**Task objective**: Report each line of the records below that contains the string "navy", copying every such line in full. Treat the match as case-sensitive.

Lines of data:
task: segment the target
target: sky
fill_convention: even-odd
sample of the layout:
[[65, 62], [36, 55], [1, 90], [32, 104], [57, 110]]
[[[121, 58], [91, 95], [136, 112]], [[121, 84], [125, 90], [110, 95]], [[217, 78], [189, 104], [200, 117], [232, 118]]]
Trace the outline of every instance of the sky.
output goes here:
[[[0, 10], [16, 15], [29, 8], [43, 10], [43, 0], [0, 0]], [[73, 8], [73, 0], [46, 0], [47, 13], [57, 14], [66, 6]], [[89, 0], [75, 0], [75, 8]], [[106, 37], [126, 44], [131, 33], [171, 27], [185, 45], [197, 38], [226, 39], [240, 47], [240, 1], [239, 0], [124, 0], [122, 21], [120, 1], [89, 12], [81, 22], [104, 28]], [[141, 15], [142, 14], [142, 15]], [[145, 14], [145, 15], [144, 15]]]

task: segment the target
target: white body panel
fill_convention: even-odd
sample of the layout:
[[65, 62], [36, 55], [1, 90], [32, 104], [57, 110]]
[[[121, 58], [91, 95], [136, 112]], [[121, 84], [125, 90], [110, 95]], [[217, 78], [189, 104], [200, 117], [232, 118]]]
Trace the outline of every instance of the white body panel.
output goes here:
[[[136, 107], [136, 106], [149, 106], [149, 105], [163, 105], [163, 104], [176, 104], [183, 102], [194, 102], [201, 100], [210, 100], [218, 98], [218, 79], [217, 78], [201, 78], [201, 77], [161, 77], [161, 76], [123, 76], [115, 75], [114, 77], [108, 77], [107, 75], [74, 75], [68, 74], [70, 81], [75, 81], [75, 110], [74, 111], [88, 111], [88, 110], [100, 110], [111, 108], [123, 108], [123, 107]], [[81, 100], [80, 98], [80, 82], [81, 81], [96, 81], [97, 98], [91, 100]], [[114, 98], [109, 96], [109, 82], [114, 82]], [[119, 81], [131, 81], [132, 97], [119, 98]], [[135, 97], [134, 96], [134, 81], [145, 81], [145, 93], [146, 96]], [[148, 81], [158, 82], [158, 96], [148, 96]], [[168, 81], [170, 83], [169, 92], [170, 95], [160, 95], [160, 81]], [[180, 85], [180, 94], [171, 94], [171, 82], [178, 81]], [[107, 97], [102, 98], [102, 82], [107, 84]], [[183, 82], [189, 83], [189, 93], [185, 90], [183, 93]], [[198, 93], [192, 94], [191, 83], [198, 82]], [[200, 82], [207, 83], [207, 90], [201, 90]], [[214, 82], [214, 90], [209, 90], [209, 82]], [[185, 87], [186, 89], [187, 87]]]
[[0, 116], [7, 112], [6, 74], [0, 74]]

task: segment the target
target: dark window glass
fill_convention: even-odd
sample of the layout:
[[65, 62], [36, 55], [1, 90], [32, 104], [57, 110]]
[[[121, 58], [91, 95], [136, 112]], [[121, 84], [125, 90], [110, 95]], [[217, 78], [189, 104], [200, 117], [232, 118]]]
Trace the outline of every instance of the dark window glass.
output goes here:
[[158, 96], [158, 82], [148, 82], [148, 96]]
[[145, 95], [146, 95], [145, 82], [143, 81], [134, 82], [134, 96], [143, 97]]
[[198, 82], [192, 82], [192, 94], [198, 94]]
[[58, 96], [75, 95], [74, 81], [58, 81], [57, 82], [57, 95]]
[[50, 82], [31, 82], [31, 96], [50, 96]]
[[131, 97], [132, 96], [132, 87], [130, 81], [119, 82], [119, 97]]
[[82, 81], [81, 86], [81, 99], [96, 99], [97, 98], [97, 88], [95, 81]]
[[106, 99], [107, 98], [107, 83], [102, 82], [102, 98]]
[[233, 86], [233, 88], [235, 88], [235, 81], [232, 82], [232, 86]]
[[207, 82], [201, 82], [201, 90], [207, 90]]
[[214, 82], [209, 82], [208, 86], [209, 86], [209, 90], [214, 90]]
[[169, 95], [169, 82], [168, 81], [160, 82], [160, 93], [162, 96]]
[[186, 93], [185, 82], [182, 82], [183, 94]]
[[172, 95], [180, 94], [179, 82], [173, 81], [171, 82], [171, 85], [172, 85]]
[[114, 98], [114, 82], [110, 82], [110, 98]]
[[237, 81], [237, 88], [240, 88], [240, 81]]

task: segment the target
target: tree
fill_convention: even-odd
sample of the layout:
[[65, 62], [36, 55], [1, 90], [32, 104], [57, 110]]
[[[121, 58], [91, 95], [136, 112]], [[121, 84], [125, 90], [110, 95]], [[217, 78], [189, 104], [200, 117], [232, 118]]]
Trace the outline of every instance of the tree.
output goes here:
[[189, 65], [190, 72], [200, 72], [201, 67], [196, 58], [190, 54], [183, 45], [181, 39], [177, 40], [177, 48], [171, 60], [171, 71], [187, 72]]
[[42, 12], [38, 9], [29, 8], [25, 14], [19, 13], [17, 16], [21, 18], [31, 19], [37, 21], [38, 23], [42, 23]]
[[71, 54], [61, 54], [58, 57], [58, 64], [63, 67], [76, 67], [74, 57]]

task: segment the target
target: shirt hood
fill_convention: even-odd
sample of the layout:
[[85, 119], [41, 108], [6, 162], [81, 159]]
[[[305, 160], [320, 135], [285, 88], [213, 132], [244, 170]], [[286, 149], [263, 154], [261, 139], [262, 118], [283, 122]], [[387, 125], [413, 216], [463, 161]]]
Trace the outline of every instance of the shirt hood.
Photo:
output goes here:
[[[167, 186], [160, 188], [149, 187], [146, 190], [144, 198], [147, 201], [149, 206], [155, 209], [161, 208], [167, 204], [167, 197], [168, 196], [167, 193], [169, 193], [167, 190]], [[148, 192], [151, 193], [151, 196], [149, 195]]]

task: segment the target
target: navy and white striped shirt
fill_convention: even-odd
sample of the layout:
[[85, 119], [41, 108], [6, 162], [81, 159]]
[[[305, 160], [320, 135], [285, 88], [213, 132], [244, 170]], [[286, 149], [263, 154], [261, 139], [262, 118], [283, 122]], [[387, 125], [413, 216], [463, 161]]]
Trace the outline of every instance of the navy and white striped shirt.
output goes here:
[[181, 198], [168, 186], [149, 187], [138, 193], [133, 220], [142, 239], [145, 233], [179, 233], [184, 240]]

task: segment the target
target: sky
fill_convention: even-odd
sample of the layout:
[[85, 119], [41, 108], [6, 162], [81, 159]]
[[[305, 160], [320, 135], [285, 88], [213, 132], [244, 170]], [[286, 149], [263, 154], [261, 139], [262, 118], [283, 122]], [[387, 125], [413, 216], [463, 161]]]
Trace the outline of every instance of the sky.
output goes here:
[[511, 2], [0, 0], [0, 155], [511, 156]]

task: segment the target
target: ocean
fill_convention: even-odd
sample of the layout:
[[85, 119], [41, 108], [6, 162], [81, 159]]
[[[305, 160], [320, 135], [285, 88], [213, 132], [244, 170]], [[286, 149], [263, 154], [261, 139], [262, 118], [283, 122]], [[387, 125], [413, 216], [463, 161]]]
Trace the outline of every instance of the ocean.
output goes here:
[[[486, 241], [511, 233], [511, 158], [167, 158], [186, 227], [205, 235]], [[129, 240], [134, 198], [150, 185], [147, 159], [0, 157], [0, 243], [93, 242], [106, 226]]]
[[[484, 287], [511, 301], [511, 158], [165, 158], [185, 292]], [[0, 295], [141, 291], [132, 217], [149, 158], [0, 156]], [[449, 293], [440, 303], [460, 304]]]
* * *
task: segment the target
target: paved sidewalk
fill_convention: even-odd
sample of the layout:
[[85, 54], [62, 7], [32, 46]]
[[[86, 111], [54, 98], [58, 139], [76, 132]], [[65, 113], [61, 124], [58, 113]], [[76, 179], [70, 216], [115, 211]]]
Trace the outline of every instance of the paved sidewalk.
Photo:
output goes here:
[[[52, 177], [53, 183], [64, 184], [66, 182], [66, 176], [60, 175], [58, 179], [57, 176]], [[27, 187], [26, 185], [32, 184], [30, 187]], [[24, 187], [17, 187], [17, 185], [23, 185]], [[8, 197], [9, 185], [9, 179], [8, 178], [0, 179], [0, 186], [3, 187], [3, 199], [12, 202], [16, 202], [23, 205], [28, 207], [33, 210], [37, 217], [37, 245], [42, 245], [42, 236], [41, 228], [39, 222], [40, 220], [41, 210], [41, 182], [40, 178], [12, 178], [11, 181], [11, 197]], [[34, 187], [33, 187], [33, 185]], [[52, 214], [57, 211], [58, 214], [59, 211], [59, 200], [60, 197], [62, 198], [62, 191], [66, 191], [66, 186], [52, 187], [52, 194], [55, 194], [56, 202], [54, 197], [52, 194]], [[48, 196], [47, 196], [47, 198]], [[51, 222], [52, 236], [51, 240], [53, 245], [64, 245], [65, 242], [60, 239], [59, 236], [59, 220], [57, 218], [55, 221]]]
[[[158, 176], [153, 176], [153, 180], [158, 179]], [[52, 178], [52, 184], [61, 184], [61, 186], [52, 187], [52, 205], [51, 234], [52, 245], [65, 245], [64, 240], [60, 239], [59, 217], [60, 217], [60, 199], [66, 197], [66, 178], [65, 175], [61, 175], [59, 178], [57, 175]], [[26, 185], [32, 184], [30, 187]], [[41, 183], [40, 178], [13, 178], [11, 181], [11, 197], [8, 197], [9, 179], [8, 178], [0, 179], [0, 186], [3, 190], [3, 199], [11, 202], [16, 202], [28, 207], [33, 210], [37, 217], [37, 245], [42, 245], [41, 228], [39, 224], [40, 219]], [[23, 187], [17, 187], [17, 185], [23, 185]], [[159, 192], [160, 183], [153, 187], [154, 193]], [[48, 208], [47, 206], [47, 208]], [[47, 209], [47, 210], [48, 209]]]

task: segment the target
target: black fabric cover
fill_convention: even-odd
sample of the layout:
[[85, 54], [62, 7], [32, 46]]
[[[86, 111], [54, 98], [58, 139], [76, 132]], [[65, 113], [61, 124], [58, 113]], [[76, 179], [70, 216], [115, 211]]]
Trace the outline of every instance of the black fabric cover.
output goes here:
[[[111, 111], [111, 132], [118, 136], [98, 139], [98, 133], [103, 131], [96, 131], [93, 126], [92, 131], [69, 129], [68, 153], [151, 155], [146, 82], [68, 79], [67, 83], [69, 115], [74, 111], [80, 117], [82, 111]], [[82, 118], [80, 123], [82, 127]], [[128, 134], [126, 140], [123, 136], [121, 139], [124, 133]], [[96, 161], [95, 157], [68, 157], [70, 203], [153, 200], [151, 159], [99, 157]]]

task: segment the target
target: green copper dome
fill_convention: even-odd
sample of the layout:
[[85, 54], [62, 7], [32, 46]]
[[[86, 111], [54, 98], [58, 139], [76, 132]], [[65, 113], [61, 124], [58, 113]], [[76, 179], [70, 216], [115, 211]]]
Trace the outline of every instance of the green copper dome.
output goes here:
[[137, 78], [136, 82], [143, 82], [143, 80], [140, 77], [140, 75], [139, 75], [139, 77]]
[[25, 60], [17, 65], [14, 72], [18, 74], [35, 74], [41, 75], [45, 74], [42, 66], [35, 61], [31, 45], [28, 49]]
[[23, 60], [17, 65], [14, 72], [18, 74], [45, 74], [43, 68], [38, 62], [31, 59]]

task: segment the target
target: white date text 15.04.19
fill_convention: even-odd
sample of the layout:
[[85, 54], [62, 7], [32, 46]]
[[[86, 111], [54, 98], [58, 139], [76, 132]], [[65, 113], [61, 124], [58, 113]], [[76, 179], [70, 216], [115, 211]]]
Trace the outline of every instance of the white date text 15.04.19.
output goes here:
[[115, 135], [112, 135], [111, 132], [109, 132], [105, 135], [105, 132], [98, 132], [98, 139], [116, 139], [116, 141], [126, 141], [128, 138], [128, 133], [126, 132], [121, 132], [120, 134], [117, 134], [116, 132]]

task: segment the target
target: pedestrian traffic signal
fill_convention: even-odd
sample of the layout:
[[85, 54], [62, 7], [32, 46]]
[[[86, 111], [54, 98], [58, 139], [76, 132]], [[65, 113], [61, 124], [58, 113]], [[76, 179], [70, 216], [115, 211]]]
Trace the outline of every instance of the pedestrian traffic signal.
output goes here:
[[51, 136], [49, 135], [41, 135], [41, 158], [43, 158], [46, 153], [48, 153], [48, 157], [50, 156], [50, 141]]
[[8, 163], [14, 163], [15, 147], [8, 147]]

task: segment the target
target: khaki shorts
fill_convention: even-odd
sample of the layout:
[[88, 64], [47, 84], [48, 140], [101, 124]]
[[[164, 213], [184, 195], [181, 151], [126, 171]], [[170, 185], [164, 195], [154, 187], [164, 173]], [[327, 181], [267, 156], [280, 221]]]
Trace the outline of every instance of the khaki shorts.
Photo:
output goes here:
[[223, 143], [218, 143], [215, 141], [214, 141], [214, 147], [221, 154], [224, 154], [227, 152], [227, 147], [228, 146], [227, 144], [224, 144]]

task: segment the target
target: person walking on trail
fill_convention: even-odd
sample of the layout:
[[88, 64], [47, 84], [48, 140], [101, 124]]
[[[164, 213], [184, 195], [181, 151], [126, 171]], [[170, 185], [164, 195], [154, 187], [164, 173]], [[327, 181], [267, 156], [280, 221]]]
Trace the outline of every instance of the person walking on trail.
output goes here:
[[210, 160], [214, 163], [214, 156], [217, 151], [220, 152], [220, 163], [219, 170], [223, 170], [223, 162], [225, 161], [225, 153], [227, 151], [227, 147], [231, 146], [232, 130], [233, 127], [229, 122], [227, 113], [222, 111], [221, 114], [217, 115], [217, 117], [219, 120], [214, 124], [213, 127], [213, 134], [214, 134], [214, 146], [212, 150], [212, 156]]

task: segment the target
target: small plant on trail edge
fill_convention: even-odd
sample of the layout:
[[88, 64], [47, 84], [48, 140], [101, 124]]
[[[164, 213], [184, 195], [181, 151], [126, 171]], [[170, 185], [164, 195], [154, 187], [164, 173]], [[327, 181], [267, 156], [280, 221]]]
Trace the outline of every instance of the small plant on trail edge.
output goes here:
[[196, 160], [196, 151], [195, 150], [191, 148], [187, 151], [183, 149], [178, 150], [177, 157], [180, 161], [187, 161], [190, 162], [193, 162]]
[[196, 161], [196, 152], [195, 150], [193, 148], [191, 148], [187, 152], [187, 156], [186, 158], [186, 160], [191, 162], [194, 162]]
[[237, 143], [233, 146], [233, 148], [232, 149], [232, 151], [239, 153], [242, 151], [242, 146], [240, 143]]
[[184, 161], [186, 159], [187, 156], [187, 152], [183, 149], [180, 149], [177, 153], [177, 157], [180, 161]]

**Final answer**:
target: navy and white striped shirt
Trace the outline of every instance of the navy and white striped shirt.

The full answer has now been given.